## Request 1
From the testimony, list the factors expected to support investment in new equipment and software.

## Document

┌────────

WASHINGTON (MNI) – The following is the first part of the full text
of testimony by Federal Reserve Chairman Ben Bernanke Wednesday before
the House Budget Committee:
Chairman Spratt, Ranking Member Ryan, and other members of the
Committee, I am pleased to have this opportunity to offer my views on
current economic and financial conditions and on issues pertaining to
the federal budget.
The Economic Outlook
The recovery in economic activity that began in the second half of
last year has continued at a moderate pace so far this year. Moreover,
the economy–supported by stimulative monetary policy and the concerted
efforts of policymakers to stabilize the financial system–appears to be
on track to continue to expand through this year and next. The latest
economic projections of Federal Reserve Governors and Reserve Bank
presidents, which were made near the end of April, anticipate that real
gross domestic product (GDP) will grow in the neighborhood of 3-1/2
percent over the course of 2010 as a whole and at a somewhat faster pace
next year.1 This pace of growth, were it to be realized, would probably
be associated with only a slow reduction in the unemployment rate over
time. In this environment, inflation is likely to remain subdued.
Although the support to economic growth from fiscal policy is
likely to diminish in the coming year, the incoming data suggest that
gains in private final demand will sustain the recovery in economic
activity. Real consumer spending has risen at an annual rate of nearly
3-1/2 percent so far this year, with particular strength in the highly
cyclical category of durable goods. Consumer spending is likely to
increase at a moderate pace going forward, supported by a gradual pickup
in employment and income, greater consumer confidence, and some
improvement in credit conditions.
In the business sector, real outlays for equipment and software
posted another solid gain in the first quarter, and the increases were
more broadly based than in late 2009; the available indicators point to
continued strength in the second quarter. Looking forward, investment in
new equipment and software is expected to be supported by healthy
corporate balance sheets, relatively low costs of financing of new
projects, increased confidence in the durability of the recovery, and
the need of many businesses to replace aging equipment and expand
capacity as sales prospects brighten. More generally, U.S. manufacturing
output, which has benefited from strong export demand, rose at an annual
rate of 9 percent over the first four months of the year.
At the same time, significant restraints on the pace of the
recovery remain. In the housing market, sales and construction have been
temporarily boosted lately by the homebuyer tax credit. But looking
through these temporary movements, underlying housing activity appears
to have firmed only a little since mid-2009, with activity being weighed
down, in part, by a large inventory of distressed or vacant existing
houses and by the difficulties of many builders in obtaining credit.
Spending on nonresidential buildings also is being held back by high
vacancy rates, low property prices, and strained credit conditions.
Meanwhile, pressures on state and local budgets, though tempered
somewhat by ongoing federal support, have led these governments to make
further cuts in employment and construction spending.
As you know, the labor market was hit particularly hard by the
recession, but we have begun to see some modest improvement recently in
employment, hours of work, and labor income. Payroll employment rose by
431,000 in May, but that figure importantly reflected an increase of
411,000 in hiring for the decennial census. Private payroll employment
has risen an average of 140,000 per month for the past three months, and
expectations of both businesses and households about hiring prospects
have improved since the beginning of the year. In all likelihood,
however, a significant amount of time will be required to restore the
nearly 8-1/2 million jobs that were lost over 2008 and 2009.

└────────

## Entries provided
┌────────

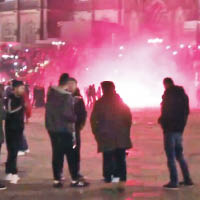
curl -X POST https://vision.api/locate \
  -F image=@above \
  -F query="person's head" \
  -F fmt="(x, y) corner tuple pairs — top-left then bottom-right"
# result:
(0, 84), (4, 99)
(163, 78), (174, 89)
(101, 81), (115, 95)
(12, 80), (25, 96)
(67, 78), (77, 94)
(59, 73), (69, 89)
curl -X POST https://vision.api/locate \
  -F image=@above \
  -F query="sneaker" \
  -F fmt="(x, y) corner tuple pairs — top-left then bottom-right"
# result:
(179, 180), (194, 187)
(70, 180), (90, 187)
(24, 149), (30, 154)
(53, 181), (63, 188)
(112, 177), (120, 183)
(163, 183), (179, 190)
(4, 174), (13, 181)
(17, 151), (26, 156)
(10, 174), (20, 184)
(0, 184), (7, 190)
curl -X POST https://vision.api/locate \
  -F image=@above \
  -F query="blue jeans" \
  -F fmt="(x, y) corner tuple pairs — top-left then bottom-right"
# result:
(164, 132), (191, 184)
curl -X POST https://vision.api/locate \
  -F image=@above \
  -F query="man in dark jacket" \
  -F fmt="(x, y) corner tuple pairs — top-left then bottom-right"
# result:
(45, 74), (86, 187)
(159, 78), (193, 189)
(5, 80), (25, 184)
(68, 78), (87, 178)
(91, 81), (132, 182)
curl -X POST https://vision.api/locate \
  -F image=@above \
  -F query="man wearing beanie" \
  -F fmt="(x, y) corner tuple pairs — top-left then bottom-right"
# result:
(5, 80), (25, 184)
(91, 81), (132, 183)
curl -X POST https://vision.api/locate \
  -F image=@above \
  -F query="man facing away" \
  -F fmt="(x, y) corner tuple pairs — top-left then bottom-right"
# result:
(45, 74), (87, 188)
(68, 78), (87, 178)
(5, 80), (25, 184)
(91, 81), (132, 183)
(158, 78), (193, 189)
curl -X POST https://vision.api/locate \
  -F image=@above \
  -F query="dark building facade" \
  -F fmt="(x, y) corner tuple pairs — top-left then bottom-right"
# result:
(0, 0), (73, 43)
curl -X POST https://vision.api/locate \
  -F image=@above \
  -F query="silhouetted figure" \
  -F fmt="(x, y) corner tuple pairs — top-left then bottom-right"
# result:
(5, 80), (25, 184)
(0, 84), (6, 190)
(159, 78), (193, 189)
(91, 81), (132, 182)
(68, 78), (87, 178)
(45, 74), (87, 187)
(33, 86), (45, 108)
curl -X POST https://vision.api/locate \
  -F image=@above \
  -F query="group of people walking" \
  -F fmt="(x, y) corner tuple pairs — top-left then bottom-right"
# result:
(0, 74), (193, 189)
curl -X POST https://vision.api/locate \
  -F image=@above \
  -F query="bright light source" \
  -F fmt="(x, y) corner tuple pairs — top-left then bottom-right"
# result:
(173, 51), (178, 56)
(147, 38), (164, 44)
(1, 54), (10, 59)
(119, 46), (124, 50)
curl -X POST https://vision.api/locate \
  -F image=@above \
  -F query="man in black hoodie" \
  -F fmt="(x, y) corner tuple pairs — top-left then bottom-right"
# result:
(5, 80), (25, 184)
(45, 74), (86, 188)
(91, 81), (132, 183)
(158, 78), (193, 189)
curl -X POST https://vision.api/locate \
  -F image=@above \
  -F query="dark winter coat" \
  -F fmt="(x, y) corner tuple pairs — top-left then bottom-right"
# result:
(74, 90), (87, 132)
(159, 86), (189, 133)
(45, 87), (76, 133)
(0, 99), (6, 145)
(6, 94), (25, 133)
(91, 94), (132, 152)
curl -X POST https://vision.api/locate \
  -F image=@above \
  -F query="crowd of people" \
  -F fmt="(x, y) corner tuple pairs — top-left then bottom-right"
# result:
(0, 73), (193, 190)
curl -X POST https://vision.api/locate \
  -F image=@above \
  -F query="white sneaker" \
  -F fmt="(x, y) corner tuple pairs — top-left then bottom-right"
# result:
(17, 151), (25, 156)
(112, 177), (120, 183)
(4, 174), (13, 181)
(10, 174), (20, 184)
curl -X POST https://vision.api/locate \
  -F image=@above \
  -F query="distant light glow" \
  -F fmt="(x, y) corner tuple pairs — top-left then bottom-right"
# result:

└────────

## Request 2
How many lines of the listing contain the string "dark"? Case counts, so match it exactly, and reply with the number only.

## Result 1
- healthy corporate balance sheets
- relatively low costs of financing of new projects
- increased confidence in the durability of the recovery
- the need of many businesses to replace aging equipment and expand capacity as sales prospects brighten

## Result 2
3